─── Passage ───

Search engine caches can be used for crime investigation, legal proceedings and journalism. They may not be fully protected by the usual laws that protect technology providers from copyright infringement claims.

== Google Cache ==
Google retired its web caching service on February 2, 2024. The service was designed for websites that might show up in a Google search result, but are temporarily offline. As a "cache", it was not designed for archival purposes, the cache had expiration. Google said the Internet as of 2024 is much more reliable than it was "way back" in earlier days, and therefore its cache service is no longer an important service to maintain.

Google pointed to the Wayback Machine as a better alternative, and suggested Google might work with them in the future. In September 2024, Google and the Internet Archive announced a collaboration providing links to the Wayback Machine from within Google Search.

== Bing Search ==
Bing Search, following Google Cache's lead, also retired its web caching service on December 11, 2024. Microsoft explained, "the internet has evolved for better reliability, and many pages aren't optimized for cache viewing."

─── Extracted information ───

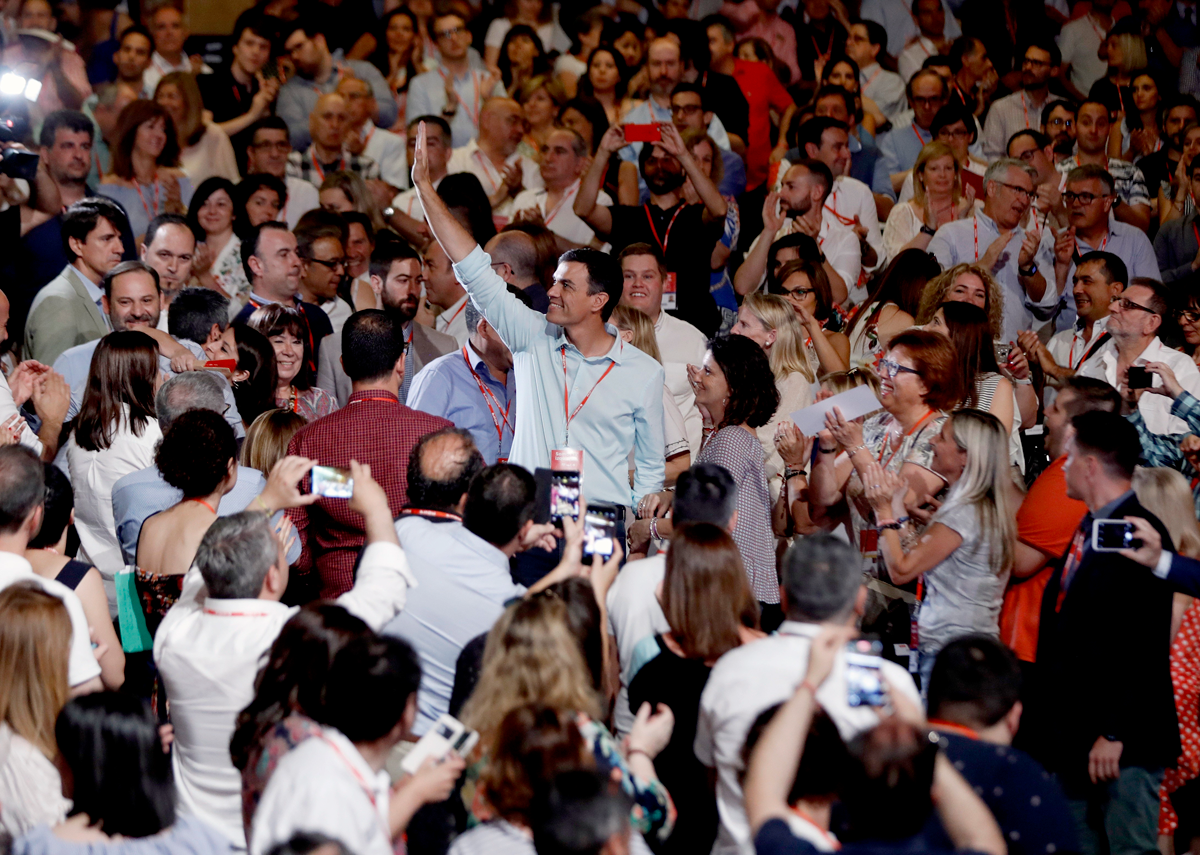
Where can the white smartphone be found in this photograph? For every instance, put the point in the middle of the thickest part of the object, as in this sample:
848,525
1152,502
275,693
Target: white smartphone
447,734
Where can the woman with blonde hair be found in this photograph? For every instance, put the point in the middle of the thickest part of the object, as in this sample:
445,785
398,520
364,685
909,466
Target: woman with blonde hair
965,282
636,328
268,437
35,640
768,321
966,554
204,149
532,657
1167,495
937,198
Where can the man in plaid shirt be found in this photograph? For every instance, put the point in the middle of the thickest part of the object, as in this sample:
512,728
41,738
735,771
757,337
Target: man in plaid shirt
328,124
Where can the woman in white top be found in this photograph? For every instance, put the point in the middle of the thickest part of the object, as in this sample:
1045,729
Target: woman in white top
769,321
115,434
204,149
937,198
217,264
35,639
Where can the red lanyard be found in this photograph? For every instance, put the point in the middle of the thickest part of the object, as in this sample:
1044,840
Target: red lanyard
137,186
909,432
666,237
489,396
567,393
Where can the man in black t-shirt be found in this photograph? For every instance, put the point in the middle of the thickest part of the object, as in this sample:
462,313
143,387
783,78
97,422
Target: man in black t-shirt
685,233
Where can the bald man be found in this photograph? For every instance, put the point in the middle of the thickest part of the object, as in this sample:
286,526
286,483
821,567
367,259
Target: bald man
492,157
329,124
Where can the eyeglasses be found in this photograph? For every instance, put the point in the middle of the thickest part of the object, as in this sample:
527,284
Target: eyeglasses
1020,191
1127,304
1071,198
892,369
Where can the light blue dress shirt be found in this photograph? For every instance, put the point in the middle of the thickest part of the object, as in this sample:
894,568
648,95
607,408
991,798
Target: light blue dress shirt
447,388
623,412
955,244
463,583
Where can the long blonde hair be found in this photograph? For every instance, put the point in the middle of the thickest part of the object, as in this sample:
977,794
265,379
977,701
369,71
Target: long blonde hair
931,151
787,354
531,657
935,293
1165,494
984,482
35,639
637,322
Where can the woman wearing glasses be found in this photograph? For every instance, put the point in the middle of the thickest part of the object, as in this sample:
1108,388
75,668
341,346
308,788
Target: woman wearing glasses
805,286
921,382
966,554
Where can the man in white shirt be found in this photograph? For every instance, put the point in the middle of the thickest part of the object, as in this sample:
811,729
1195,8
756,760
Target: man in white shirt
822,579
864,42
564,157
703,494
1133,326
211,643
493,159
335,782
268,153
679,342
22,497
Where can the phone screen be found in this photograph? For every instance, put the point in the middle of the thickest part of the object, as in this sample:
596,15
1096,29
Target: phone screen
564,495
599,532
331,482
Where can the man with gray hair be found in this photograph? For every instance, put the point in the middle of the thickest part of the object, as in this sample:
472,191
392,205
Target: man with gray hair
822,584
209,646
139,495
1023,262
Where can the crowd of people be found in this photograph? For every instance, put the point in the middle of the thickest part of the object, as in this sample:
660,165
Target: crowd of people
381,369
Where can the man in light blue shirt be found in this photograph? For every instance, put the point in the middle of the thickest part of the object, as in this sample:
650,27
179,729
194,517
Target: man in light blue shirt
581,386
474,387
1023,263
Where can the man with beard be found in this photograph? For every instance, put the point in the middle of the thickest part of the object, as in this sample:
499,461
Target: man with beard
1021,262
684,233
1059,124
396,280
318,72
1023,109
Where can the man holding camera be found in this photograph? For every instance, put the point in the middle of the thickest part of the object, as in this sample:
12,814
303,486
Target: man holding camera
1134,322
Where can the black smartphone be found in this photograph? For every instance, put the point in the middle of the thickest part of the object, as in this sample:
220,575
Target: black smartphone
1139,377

───

** Exercise objective **
According to the passage on search engine caches, on what date did Bing Search retire its web caching service?

** Answer to this task **
December 11, 2024.